## EXERCISE DETAILS
Could you set down exactly the lines that start at the one containing "Need: indicate the background" and end at the final line of the material below?

## DATA IN THIS EXERCISE
********************

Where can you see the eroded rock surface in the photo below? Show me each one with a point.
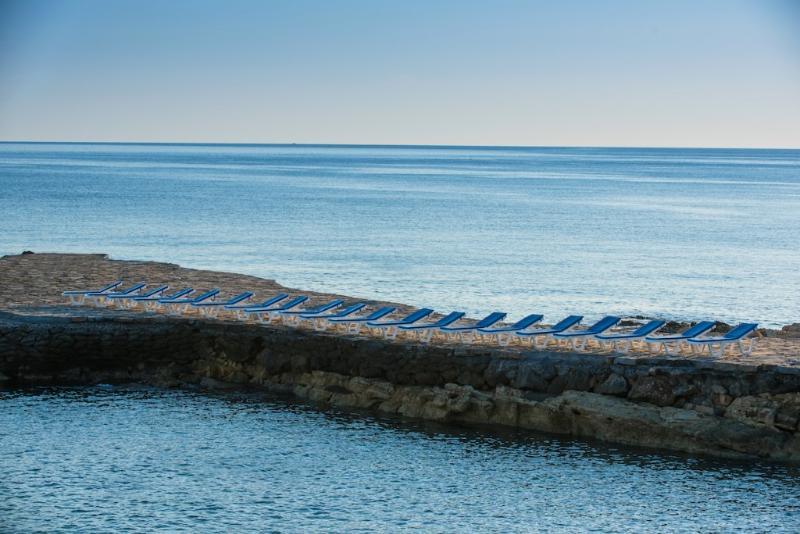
(703, 406)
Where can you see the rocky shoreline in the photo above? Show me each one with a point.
(731, 408)
(695, 406)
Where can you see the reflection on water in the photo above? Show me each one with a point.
(143, 459)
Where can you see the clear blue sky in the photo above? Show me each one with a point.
(616, 73)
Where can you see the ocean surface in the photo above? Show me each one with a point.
(142, 460)
(674, 233)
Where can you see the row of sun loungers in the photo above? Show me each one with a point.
(355, 318)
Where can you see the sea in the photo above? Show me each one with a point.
(114, 459)
(675, 233)
(685, 234)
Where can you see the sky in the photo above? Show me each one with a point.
(709, 73)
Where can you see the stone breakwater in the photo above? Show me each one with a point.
(729, 409)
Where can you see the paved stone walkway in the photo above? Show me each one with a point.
(33, 283)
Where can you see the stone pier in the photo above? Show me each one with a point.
(730, 407)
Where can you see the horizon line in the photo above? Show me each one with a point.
(385, 145)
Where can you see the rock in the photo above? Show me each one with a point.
(613, 385)
(791, 330)
(653, 389)
(753, 410)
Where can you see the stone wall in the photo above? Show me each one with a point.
(695, 405)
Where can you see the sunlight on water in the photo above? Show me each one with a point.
(675, 233)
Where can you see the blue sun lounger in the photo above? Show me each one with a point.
(466, 333)
(77, 296)
(425, 332)
(151, 303)
(176, 306)
(123, 300)
(262, 313)
(578, 339)
(291, 316)
(735, 336)
(353, 324)
(672, 343)
(238, 309)
(626, 339)
(544, 333)
(318, 318)
(389, 328)
(100, 299)
(211, 309)
(503, 334)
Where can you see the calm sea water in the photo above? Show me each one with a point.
(661, 232)
(103, 460)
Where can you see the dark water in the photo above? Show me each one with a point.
(685, 233)
(101, 460)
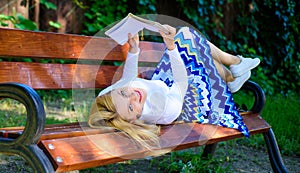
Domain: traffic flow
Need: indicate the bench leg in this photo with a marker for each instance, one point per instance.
(33, 155)
(274, 153)
(209, 150)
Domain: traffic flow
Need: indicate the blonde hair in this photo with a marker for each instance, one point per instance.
(103, 114)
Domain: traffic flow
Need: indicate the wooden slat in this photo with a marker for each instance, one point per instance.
(60, 76)
(55, 131)
(100, 149)
(19, 43)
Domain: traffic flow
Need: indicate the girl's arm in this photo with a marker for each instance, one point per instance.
(177, 64)
(178, 90)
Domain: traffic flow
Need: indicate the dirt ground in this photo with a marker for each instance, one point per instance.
(240, 158)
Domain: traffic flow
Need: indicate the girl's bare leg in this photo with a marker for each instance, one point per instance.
(225, 74)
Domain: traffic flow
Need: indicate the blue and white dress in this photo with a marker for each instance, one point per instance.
(208, 99)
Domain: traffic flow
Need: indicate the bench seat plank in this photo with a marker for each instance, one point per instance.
(60, 76)
(75, 153)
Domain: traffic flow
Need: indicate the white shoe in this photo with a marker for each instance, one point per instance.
(244, 66)
(238, 82)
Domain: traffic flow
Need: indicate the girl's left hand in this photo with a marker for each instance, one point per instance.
(133, 43)
(169, 38)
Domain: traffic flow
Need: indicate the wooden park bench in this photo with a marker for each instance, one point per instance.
(66, 147)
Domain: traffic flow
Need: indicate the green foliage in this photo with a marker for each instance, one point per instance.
(282, 113)
(48, 5)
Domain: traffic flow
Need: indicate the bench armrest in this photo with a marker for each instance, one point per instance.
(36, 115)
(259, 96)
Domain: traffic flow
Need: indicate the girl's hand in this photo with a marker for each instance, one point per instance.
(169, 38)
(133, 43)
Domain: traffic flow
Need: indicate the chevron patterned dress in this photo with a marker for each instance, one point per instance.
(208, 99)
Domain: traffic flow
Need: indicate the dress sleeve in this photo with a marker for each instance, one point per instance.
(130, 70)
(129, 73)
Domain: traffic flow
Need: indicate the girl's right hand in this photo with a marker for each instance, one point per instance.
(133, 43)
(169, 38)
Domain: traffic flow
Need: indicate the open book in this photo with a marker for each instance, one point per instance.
(132, 24)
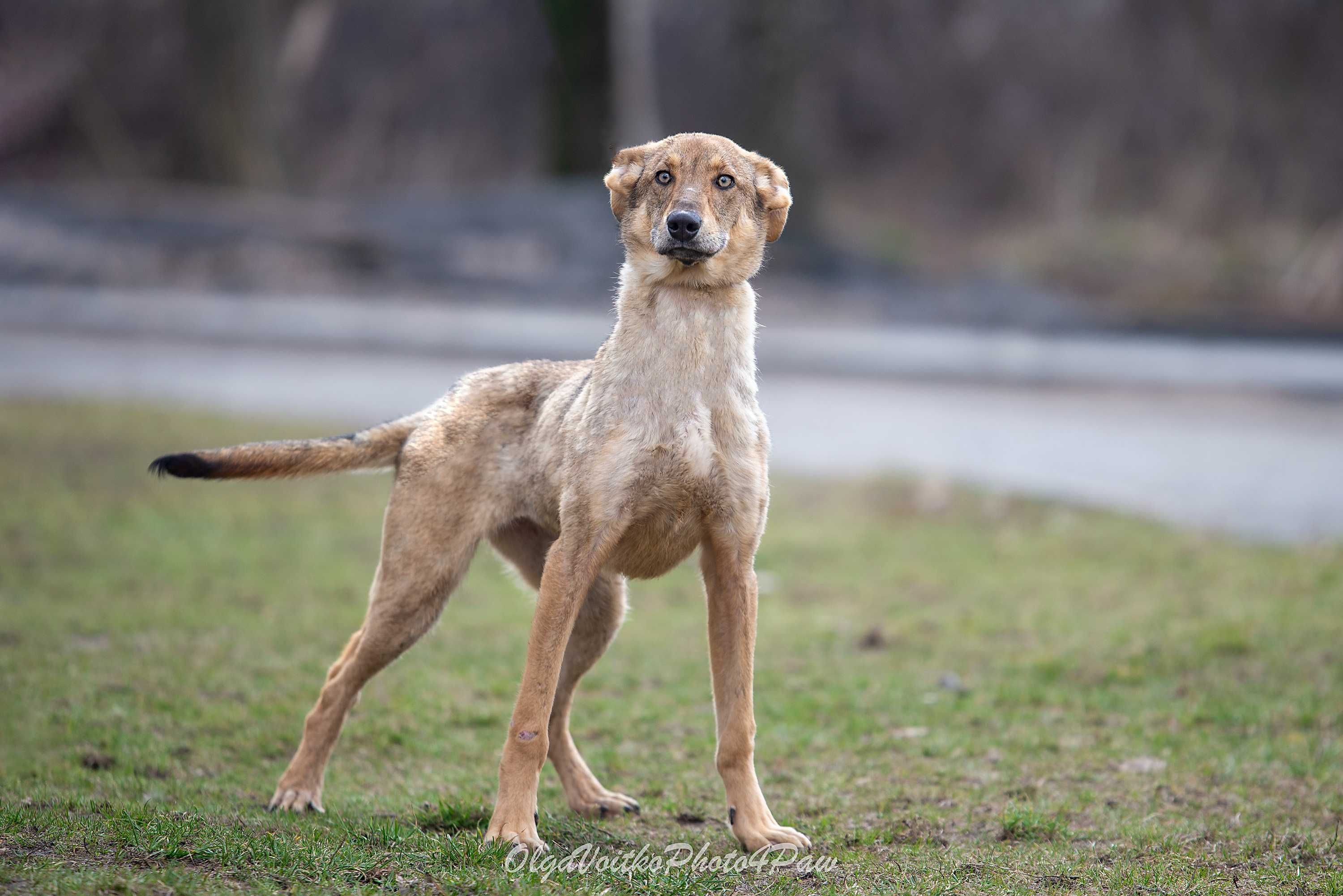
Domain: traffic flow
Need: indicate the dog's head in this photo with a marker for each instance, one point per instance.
(696, 209)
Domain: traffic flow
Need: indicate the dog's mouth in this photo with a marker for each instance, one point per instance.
(688, 256)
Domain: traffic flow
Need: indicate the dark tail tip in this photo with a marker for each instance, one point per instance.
(184, 467)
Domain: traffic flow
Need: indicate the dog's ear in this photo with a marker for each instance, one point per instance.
(775, 198)
(625, 172)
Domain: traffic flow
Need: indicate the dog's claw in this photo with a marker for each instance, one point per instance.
(297, 800)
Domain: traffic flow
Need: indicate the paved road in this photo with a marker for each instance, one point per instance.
(1262, 467)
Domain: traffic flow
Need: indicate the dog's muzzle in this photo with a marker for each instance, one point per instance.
(681, 238)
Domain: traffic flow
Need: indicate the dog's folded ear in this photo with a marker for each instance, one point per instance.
(773, 191)
(625, 172)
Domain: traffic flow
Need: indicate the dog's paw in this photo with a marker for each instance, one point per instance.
(758, 833)
(297, 798)
(603, 804)
(522, 831)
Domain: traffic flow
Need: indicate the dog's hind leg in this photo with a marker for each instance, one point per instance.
(599, 619)
(428, 547)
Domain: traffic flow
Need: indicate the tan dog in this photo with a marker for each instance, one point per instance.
(583, 474)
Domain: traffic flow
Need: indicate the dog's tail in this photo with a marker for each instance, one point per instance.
(367, 449)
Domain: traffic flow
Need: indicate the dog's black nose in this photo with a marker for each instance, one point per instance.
(683, 225)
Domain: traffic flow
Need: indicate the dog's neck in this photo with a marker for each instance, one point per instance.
(677, 337)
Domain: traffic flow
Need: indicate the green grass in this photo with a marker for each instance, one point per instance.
(1142, 711)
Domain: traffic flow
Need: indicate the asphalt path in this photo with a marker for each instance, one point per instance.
(1259, 465)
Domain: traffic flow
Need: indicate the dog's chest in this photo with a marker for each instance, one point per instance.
(695, 465)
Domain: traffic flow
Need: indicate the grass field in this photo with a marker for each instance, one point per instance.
(962, 696)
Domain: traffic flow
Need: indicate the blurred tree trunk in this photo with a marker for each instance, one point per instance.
(579, 116)
(633, 81)
(231, 116)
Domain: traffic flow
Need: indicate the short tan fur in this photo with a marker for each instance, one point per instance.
(581, 475)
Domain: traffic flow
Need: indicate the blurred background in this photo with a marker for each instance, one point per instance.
(1088, 250)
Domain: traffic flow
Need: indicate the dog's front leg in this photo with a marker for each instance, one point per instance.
(571, 567)
(730, 581)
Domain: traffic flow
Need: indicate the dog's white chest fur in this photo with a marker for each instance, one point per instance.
(672, 422)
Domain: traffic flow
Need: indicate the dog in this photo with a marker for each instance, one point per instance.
(582, 475)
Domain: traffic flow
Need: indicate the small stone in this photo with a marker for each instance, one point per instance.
(910, 733)
(875, 640)
(951, 682)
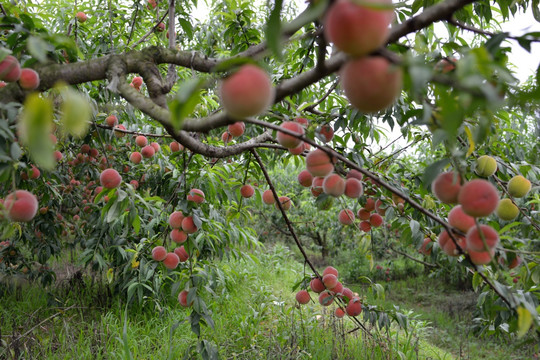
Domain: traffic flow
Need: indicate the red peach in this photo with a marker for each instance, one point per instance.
(334, 185)
(305, 178)
(159, 253)
(318, 163)
(110, 178)
(478, 198)
(175, 219)
(247, 92)
(353, 188)
(21, 205)
(371, 83)
(268, 197)
(29, 79)
(196, 195)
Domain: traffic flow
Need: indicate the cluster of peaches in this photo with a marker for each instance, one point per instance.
(329, 288)
(10, 71)
(475, 199)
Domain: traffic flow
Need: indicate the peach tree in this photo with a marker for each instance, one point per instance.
(133, 134)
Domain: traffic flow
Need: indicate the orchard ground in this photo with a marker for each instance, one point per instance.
(255, 316)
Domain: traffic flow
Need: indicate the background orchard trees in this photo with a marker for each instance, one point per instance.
(142, 111)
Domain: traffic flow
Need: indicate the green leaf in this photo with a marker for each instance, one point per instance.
(185, 101)
(524, 321)
(432, 171)
(38, 48)
(76, 112)
(37, 121)
(273, 29)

********************

## EXERCISE RESULT
Need: indicate the background orchard trees in this photo with a marker for each instance, one point per instance.
(142, 111)
Domain: traffic flow
Need: indicate the green leaf in this photo with a marker for each instance, one point per instance.
(185, 101)
(524, 321)
(432, 171)
(38, 48)
(76, 112)
(37, 121)
(273, 29)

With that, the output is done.